Cookbook
Create Hybrid Genome with Spike-in Sequences (createIndices)
Generate a reference genome including both the native organism (referred to as host) and spike-in control sequences.
createIndices -o customIndices/GRch38_dm6 --tools bowtie2 --genomeURL organisms/GRCh38_ensembl/genome_fasta/genome.fa --gtfURL organisms/GRCh38_ensembl/gencode/release_31/genes.gtf --blacklist organisms/GRCh38_ensembl/akundaje/blacklist.UseMe.bed --spikeinGenomeURL organisms/dm6_ensembl/genome_fasta/genome.fa --spikeinGtfURL organisms/dm6_ensembl/ensembl/release-96/genes.gtf customIndices/GRch38_dm6/GRCh38_g31_dm6
Cut&Tag Data Analysis (DNAmapping and ChIPseq)
Process and analyze Cut&Tag data for chromatin binding. Fastq files are mapped to a host-spikein hybrid genome and spikein sequences are used for normalization of bam coverage tracks.
• • • • • • •
### Exercise directions
Write out the cookbook passage starting with "createIndices -o customIndices/GRch38_dm6" and going on through "(DNAmapping and ChIPseq)", updated so that "bowtie2" reads "hisat2". The next lines come from a separate source.

### Supplied data
• • • • • • •
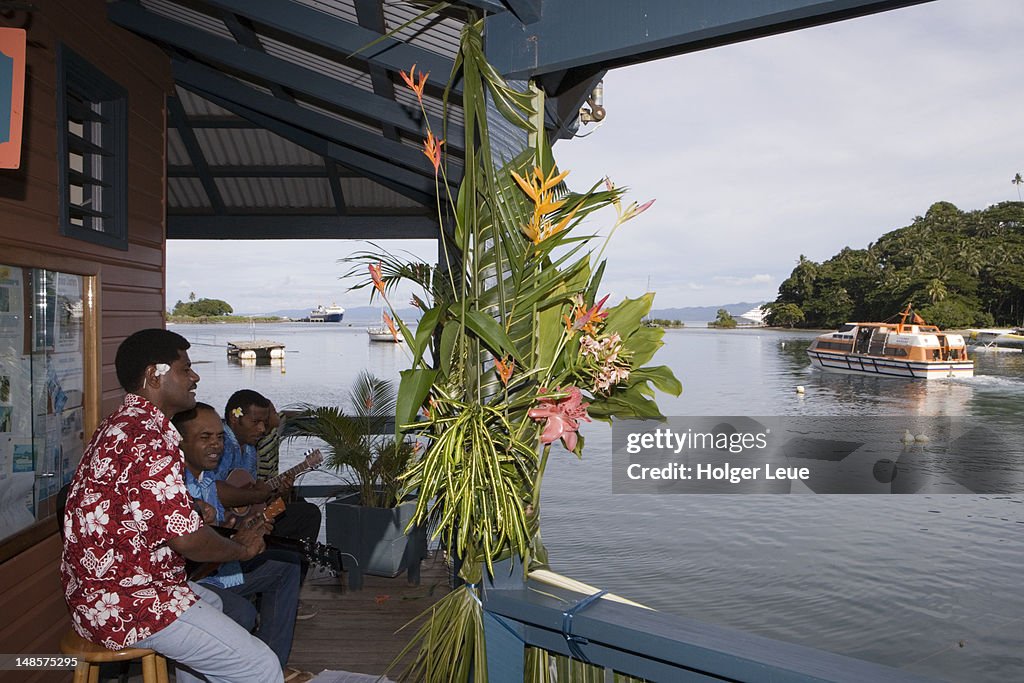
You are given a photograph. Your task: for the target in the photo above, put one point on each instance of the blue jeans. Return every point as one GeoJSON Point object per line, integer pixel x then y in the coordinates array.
• • • • • • •
### Solution to the problem
createIndices -o customIndices/GRch38_dm6 --tools hisat2 --genomeURL organisms/GRCh38_ensembl/genome_fasta/genome.fa --gtfURL organisms/GRCh38_ensembl/gencode/release_31/genes.gtf --blacklist organisms/GRCh38_ensembl/akundaje/blacklist.UseMe.bed --spikeinGenomeURL organisms/dm6_ensembl/genome_fasta/genome.fa --spikeinGtfURL organisms/dm6_ensembl/ensembl/release-96/genes.gtf customIndices/GRch38_dm6/GRCh38_g31_dm6
Cut&Tag Data Analysis (DNAmapping and ChIPseq)